*** Input Section Begins ***

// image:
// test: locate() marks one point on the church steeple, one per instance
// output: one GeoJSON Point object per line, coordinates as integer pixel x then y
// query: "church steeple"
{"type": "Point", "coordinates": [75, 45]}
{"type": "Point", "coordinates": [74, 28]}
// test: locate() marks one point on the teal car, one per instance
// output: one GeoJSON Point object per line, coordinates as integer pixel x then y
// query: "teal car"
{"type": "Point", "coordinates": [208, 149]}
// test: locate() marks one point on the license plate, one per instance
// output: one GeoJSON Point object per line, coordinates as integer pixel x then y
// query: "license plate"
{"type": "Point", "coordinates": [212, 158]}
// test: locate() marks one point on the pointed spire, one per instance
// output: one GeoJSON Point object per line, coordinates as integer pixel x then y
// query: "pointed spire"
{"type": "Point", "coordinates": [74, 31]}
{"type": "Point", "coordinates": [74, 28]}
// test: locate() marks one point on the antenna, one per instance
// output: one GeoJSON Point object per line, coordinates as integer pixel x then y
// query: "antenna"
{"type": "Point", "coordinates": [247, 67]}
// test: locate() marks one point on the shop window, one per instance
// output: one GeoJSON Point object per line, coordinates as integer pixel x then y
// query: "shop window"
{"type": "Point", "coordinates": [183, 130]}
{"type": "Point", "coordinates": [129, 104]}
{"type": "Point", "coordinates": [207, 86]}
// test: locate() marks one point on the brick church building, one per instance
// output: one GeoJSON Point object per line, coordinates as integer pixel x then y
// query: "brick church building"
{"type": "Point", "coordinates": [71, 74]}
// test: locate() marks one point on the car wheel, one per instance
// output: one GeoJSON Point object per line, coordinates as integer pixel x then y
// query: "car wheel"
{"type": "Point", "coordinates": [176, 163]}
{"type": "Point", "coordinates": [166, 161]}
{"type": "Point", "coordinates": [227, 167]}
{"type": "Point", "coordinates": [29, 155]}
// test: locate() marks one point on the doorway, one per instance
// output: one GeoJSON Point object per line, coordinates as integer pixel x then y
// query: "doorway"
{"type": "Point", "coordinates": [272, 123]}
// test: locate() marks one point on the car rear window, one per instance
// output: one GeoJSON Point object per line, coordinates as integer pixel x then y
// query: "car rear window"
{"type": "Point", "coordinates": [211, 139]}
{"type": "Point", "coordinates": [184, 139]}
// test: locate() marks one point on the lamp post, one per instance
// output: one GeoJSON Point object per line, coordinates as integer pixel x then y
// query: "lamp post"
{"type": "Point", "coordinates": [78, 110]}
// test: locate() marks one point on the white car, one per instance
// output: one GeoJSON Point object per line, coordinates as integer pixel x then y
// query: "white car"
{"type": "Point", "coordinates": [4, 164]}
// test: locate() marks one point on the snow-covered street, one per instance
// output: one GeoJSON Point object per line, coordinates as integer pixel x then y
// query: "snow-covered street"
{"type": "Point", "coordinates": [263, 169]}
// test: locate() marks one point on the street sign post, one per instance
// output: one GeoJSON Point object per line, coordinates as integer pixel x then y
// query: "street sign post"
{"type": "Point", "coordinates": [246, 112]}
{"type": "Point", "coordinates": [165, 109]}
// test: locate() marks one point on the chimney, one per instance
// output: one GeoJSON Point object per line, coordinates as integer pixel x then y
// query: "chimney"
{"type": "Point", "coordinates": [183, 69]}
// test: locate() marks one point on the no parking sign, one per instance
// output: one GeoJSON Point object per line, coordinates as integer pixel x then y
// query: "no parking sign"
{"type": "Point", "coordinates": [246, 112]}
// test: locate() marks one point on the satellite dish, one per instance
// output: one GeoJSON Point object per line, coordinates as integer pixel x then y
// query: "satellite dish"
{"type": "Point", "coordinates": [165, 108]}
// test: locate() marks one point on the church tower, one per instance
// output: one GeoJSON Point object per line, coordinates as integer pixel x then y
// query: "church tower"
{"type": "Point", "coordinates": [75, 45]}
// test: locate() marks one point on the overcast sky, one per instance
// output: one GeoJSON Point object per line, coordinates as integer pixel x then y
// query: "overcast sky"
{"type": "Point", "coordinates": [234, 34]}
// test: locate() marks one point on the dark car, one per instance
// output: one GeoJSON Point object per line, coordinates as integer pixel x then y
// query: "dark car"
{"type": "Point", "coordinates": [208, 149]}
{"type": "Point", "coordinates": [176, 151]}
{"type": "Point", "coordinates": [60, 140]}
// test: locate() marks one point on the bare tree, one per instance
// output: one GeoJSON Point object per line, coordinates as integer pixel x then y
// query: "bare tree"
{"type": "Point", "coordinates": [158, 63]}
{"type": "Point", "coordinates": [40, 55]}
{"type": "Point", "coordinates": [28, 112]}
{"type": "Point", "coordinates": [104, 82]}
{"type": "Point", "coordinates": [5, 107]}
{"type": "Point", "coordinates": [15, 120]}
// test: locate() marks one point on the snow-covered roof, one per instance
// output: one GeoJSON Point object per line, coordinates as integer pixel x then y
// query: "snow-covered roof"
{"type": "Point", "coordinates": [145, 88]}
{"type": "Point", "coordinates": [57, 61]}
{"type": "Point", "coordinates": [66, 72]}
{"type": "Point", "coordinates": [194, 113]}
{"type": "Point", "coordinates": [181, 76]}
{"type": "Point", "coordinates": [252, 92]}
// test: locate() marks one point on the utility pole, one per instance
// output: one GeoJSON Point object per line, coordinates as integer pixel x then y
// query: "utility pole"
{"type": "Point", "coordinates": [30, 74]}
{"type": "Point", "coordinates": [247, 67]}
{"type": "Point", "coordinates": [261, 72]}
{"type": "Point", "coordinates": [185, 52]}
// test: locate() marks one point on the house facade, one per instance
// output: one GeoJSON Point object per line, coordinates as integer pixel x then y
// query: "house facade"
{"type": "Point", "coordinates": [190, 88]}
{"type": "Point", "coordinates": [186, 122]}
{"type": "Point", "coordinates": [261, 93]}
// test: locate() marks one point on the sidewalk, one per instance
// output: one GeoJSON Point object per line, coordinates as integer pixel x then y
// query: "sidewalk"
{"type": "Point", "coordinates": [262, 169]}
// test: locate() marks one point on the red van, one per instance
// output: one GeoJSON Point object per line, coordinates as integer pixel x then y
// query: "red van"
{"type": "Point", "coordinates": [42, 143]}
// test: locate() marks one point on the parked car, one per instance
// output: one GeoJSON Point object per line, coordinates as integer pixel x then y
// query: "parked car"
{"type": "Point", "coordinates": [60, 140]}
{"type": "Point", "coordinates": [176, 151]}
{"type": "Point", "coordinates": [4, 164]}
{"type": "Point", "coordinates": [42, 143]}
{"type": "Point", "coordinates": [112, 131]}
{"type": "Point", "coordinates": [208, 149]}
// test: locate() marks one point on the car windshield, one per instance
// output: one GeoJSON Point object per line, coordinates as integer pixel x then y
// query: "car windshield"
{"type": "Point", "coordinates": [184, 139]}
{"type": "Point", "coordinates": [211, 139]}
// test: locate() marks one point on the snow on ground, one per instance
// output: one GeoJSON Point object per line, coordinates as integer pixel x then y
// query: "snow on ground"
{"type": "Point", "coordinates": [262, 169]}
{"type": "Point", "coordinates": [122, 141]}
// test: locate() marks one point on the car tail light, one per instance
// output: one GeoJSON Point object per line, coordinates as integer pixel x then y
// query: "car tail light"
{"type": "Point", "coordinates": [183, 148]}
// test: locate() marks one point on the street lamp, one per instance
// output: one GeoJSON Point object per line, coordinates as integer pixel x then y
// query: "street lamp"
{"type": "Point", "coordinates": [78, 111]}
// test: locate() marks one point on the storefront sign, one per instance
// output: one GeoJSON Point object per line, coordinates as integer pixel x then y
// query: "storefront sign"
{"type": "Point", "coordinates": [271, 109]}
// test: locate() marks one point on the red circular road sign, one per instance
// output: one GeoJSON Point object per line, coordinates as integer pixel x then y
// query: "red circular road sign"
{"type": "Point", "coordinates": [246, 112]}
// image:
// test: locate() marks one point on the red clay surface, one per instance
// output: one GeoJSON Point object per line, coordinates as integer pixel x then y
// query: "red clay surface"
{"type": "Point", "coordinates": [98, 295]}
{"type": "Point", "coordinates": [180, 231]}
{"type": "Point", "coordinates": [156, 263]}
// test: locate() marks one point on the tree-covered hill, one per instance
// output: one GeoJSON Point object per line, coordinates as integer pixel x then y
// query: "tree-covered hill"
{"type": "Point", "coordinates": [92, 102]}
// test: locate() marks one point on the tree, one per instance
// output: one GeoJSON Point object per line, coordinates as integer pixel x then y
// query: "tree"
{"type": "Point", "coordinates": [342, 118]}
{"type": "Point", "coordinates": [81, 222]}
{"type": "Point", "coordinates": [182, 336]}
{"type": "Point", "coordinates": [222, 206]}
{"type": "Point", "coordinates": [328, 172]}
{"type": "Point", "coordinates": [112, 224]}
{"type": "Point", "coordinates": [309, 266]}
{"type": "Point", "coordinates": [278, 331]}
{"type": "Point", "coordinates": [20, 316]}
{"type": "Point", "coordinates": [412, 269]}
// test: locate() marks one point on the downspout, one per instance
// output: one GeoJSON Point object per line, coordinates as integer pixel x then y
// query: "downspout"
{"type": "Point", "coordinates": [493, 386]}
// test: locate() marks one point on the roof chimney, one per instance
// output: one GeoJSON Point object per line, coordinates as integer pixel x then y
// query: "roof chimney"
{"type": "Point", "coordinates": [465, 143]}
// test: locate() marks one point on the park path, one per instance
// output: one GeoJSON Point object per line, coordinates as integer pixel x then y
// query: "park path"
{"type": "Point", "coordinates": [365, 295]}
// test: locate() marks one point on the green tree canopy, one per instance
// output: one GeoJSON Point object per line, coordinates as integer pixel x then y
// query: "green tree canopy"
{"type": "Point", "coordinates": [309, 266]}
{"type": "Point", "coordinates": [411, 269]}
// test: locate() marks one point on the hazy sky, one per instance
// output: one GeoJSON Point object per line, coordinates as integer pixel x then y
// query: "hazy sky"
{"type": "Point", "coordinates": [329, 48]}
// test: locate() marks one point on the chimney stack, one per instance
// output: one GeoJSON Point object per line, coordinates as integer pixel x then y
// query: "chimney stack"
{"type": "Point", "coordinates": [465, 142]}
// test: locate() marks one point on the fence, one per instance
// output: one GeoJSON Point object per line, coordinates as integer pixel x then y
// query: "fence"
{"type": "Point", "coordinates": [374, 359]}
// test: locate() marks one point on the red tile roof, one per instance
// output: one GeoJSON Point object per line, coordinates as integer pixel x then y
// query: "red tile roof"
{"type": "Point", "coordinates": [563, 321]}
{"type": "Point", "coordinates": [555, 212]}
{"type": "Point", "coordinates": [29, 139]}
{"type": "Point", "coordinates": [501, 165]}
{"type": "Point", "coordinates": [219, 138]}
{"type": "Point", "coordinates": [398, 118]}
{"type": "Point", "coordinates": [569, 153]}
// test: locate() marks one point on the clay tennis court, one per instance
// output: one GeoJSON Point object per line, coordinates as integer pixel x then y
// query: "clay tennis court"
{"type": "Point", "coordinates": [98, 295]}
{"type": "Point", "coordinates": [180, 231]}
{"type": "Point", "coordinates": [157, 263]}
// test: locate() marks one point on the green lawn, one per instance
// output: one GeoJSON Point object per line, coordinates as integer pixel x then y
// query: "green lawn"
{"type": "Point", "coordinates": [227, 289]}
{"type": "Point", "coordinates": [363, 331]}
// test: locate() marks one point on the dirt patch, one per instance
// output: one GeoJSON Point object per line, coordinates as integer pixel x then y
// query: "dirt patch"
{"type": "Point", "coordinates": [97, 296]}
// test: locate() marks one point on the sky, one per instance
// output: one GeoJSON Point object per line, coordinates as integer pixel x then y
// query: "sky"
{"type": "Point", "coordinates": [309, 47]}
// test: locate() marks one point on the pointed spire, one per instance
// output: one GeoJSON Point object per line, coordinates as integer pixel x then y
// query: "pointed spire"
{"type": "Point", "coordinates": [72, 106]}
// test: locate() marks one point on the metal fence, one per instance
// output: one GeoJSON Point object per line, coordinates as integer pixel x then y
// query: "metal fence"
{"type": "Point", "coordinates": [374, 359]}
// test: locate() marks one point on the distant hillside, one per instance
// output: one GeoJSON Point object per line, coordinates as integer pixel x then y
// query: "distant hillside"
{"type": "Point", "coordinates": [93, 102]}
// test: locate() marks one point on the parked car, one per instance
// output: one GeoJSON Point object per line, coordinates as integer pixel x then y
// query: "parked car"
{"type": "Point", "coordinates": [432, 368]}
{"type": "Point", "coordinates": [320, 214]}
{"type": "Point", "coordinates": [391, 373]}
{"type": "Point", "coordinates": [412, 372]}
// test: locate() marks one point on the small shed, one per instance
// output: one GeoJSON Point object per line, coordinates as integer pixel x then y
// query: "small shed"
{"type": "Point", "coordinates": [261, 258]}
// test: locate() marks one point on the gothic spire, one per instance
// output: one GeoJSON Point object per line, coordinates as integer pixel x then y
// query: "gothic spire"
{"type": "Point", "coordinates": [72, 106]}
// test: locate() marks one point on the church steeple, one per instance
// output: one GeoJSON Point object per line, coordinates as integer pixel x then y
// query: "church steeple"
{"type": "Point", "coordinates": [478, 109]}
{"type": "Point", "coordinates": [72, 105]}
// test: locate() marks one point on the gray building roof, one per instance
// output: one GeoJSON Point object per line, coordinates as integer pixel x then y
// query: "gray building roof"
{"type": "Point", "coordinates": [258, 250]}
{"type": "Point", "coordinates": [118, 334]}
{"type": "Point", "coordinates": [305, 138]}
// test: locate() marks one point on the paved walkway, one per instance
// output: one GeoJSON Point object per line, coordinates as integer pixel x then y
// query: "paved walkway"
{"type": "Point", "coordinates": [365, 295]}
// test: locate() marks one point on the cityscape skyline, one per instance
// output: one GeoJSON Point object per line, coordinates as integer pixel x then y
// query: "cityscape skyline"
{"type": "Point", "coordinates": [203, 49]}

*** Input Section Ends ***

### Task brief
Among the lines above, repeat exactly those from the line with "canopy, one per instance" to the line with "lawn, one per instance", counting both ends.

### Exercise response
// test: locate() marks one point on the green tree canopy, one per instance
// output: one GeoJSON Point object per line, coordinates as integer pixel x then y
// query: "green tree canopy"
{"type": "Point", "coordinates": [309, 266]}
{"type": "Point", "coordinates": [411, 269]}
// test: locate() marks one point on the hazy sky, one per instance
// output: one GeoJSON Point object per line, coordinates as integer pixel x then y
// query: "hazy sky"
{"type": "Point", "coordinates": [329, 48]}
// test: locate() marks one point on the chimney stack, one per instance
// output: one GeoJSON Point object per line, coordinates as integer pixel x then y
// query: "chimney stack"
{"type": "Point", "coordinates": [465, 142]}
// test: locate() marks one point on the fence, one per instance
// output: one GeoJSON Point object per line, coordinates as integer pixel x then y
// query: "fence"
{"type": "Point", "coordinates": [374, 359]}
// test: locate() marks one point on the red tile roof, one per instance
// output: one GeoJSON Point object per line, coordinates as integer pixel x then y
// query: "red tile roof"
{"type": "Point", "coordinates": [563, 321]}
{"type": "Point", "coordinates": [555, 212]}
{"type": "Point", "coordinates": [29, 139]}
{"type": "Point", "coordinates": [501, 165]}
{"type": "Point", "coordinates": [219, 138]}
{"type": "Point", "coordinates": [398, 118]}
{"type": "Point", "coordinates": [569, 153]}
// test: locate() marks one point on the clay tennis court, one per instance
// output: one GeoJSON Point object per line, coordinates as integer pixel x then y
// query: "clay tennis court"
{"type": "Point", "coordinates": [98, 295]}
{"type": "Point", "coordinates": [180, 231]}
{"type": "Point", "coordinates": [157, 263]}
// test: locate() marks one point on the green lawn, one per instance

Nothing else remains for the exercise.